SOURCE PASSAGE:
:::

Pink salmon are known to seize on opportunities to colonize suitable habitat, such as in the Puget Sound’s Green River, Hymer said. The population there grew there from near zero to returns in excess of 2 million.

 

Nearly six million pink salmon overall were predicted to return to Puget Sound this year. That forecast is 3 million salmon below 2009’s record return but still an abundant run.

 

And the return just north of the border to British Columbia’s Fraser River was expected to total 17 million.

 

The pink salmon are the smallest of the Pacific salmon, averaging from 3 to 5 pounds, but also the most abundant. They can be found in spawning streams all around the Pacific Rim, including as far south as northern Japan. In North America, pink salmon populations regularly occur in marine waters as far south as northwest Washington state in streams that feed into Puget Sound and in the Olympic Peninsula.

 

---------------------------------

 

* Idaho Power Begins Operations To Get Ready For Fall Chinook Spawners In Hells Canyon

 

With inflows expected to be higher than normal this year, the Idaho Power Company has begun a steep draft of the Hells Canyon Complex’s Brownlee Reservoir to set the stage for operations this fall and winter to protect what has become a growing annual community of salmon “redds.”

 

After Labor Day weekend, Idaho Power began drawing down the reservoir in preparation for its Fall Chinook Program which provides flat flows for salmon spawning in the Snake River below Hells Canyon Dam. Outflows in recent days have risen to more than 20,000 cubic feet per second after simmering in the teens for most of August.

 

Brownlee Reservoir – the primary “storage” project among Complex’s three dams on the Idaho-Oregon border -- elevation will continue to drop through the month of September. As of Monday the reservoir level was 2,047 feet, leaving the boat ramps at Hewitt and Woodhead parks the only usable ramps on Brownlee. The water level will drop below Hewitt’s boat ramp by this weekend.

 

The company anticipates all boat ramps will be out of the water during October. The water level is expected to fall to approximately 2,015 feet by the end of the month. To maintain flat flows during fall chinook spawning, Oct. 10 through Dec. 5, space must be made in Brownlee Reservoir prior. As the spawning period begins, the reservoir will begin to refill.

:::

Data items

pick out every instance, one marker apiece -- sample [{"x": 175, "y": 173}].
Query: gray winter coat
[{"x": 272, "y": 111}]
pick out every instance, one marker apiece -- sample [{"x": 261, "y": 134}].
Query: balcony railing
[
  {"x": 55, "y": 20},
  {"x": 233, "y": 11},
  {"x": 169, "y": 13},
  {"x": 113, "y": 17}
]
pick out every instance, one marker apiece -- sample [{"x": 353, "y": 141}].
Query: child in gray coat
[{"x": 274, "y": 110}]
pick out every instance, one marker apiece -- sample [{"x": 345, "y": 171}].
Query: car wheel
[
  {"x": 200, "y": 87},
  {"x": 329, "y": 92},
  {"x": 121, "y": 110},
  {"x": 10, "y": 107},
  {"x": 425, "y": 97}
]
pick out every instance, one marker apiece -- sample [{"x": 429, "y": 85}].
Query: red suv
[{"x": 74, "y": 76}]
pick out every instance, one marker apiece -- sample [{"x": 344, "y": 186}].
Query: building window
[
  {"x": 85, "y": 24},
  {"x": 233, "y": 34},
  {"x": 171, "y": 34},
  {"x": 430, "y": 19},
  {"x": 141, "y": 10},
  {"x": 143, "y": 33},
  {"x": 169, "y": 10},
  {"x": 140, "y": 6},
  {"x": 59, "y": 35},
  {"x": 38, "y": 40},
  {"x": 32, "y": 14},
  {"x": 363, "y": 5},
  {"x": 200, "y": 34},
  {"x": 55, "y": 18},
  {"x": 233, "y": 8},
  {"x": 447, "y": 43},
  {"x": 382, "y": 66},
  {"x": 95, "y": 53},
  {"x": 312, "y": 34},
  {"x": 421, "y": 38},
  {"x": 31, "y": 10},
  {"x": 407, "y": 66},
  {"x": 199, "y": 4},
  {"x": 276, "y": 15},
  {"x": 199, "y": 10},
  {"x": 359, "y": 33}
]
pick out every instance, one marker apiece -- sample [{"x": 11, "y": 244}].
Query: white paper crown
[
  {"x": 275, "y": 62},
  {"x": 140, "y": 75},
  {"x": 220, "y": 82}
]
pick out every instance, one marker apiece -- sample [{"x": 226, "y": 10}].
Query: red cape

:::

EXERCISES:
A - In the salmon article, what are the dates of the fall chinook spawning period?
B - Carry on the salmon article from its final sentence, keeping to the same news style.
The listing comes from a separate source and is unrelated to the salmon article.

ANSWERS TO THE EXERCISES:
A - Oct. 10 through Dec. 5.

B -
 

For updated Snake River flow and Brownlee elevation and boat ramp information, please visit http://www.idahopower.com/OurEnvironment/WaterInformation/default.cfm

 

The company anticipates the minimum flow set during the spawning period can be maintained until fry emergence (when the young fish leave the redds, or nests) in the spring without emptying Brownlee Reservoir.

 

The number of fall chinook salmon redds counted each year from Hells Canyon Dam, which blocks fish passage, down to Asotin, Wash., has been rapidly rising, particularly over the past decade. The count was 346 in 2000. The Snake River redd count last year totaled 2,944, which was the most since counts began in 1988.

 

The 2010 fall chinook return, as measured at Lower Granite Dam, streaming into the Snake and tributaries such as the Clearwater was 41,815, which more than doubled the previous high count of 16,624 in 2008. Lower Granite is located on the lower Snake River in eastern Washington downstream of Hells Canyon.

 

Many of the spawners are of natural origin. Some are fish acclimated by the Nez Perce Tribe at Pittsburg Landing, Captain Johns Landing and Big Canyon before their release. Still others are fin-clipped hatchery fish released below Hells Canyon Dam by Idaho Power.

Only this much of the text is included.